§ Quoted text

For friends of Israel, the murderous events in Lebanon last week were a sobering reminder that all wars are fought by evil means, and innocent people, including children, invariably die. That this war is not of Israel’s making does not relieve one’s sense of pity and sorrow for all those Shia families in Lebanon who lost a son or father, brother or uncle or an entirely innocent child. We have all seen too many funerals of dead activists to be in any doubt about the authenticity of the grief or the kinetic impact on younger male mourners, as the bereaved of a grieving dusk become the recruits of an angry dawn.
This is now the inevitable, invariable cycle of Israel’s perma-war, endlessly changing merely in technology and scale. Only three times in human history have more people been killed or wounded intentionally in a single moment: the first in the British landmine explosions beneath German positions on Messines Ridge in June 1917, and in the atom bombings of Hiroshima and Nagasaki.
The pager attack required not merely extraordinary quantities of logistical genius but also of moral certainty: many in Europe or the US could manage not merely the former, but also the latter? The architects of this monstrosity must have known that perhaps thousands of people would be maimed for life (if not killed) in that evil trice. How did they feel when planning it? How did they feel as news came through of their triumph?
I use these words – murderous, monstrosity and evil – advisedly. War is an evil thing, but the English language has the term “the lesser of two evils” for a reason. War is intrinsically evil, fought by intrinsically evil means: it is the intended outcome that must be one factor in assessing the morality of any war.
However, even this can be masked in the myths of the aftermath. Most British people know of the Dam Busters’ raid in May 1943, the attacks on the reservoirs suppling the Ruhr industrial complex with hydroelectricity. Who knows that the raids failed to effect electricity supply in any way, and that 1,300 Ukrainian slave-workers, most of them women, were drowned? And who has ever heard of Pforzheim, the town known as “Goldstadt” because of its tiny workshops making watches and jewellery and which RAF intelligence knew that, because it was so militarily unimportant, it was undefended by flak-batteries. This enabled bombers to fly unmolested at a perfect altitude to lay it waste one February night in 1945, killing some 17,600 civilians in about 45 minutes.

§ Short problem 1
List the words that the passage on the pager attack in Lebanon says it uses advisedly.

§ Material for this task
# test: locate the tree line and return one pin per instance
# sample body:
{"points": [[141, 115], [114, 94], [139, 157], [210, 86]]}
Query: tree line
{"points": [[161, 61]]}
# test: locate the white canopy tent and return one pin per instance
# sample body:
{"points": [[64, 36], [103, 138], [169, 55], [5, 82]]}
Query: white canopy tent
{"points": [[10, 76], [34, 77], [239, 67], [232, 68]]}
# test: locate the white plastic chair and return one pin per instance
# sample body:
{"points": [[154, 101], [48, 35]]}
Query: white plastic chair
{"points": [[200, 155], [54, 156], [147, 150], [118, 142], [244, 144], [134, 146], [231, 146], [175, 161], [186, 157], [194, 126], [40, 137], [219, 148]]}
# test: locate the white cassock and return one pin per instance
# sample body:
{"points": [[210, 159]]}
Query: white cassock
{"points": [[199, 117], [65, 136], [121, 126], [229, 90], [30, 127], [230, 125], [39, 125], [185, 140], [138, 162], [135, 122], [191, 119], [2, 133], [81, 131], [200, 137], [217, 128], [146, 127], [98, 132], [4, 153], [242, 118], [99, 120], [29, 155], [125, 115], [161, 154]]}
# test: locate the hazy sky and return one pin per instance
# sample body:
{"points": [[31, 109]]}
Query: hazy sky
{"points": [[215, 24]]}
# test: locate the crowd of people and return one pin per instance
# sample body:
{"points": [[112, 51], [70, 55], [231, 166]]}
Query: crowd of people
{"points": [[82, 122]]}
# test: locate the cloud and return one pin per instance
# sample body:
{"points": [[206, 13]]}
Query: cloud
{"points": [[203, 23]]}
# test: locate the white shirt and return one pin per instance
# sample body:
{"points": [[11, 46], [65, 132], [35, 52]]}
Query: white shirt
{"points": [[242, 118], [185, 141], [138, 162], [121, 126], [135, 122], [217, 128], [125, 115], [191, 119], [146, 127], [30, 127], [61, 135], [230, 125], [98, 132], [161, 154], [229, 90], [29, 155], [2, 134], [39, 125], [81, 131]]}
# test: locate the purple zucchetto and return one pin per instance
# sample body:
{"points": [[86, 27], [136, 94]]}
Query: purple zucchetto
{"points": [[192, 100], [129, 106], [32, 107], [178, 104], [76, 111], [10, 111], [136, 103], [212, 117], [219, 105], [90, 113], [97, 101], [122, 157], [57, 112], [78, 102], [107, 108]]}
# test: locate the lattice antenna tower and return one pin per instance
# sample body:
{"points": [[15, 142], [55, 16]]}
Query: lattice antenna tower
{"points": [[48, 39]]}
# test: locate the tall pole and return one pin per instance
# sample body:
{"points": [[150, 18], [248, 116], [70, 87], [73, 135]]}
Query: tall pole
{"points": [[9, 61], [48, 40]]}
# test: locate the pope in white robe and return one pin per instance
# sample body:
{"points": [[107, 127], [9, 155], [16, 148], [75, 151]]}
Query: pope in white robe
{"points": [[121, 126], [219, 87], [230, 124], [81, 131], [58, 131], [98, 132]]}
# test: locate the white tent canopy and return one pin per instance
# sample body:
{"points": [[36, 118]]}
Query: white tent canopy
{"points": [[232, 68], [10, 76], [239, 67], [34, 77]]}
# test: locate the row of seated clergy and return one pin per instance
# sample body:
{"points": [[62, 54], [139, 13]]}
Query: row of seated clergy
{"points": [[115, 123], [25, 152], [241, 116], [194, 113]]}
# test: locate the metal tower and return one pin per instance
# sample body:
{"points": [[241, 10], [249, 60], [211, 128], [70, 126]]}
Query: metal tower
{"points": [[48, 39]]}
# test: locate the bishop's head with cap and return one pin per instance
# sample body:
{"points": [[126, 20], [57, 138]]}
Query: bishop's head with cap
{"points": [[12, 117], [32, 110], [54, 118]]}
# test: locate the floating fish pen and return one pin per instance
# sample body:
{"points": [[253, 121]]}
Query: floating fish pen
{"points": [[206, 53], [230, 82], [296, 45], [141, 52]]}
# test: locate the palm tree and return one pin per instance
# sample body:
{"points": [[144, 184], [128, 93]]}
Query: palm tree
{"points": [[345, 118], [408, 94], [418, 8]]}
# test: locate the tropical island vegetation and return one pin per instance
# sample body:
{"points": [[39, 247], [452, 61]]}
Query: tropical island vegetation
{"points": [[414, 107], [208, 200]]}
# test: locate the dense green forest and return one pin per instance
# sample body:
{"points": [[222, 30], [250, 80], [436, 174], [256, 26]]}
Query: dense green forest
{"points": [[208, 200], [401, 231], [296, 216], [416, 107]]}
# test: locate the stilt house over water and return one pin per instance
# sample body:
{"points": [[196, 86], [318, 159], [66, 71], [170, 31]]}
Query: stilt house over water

§ Short problem 2
Select every line of the records that contains the string "pope", matching case exactly.

§ Worked solution 1
murderous, monstrosity, evil

§ Worked solution 2
# test: locate the pope in white robe and return one pin per instance
Query: pope in white robe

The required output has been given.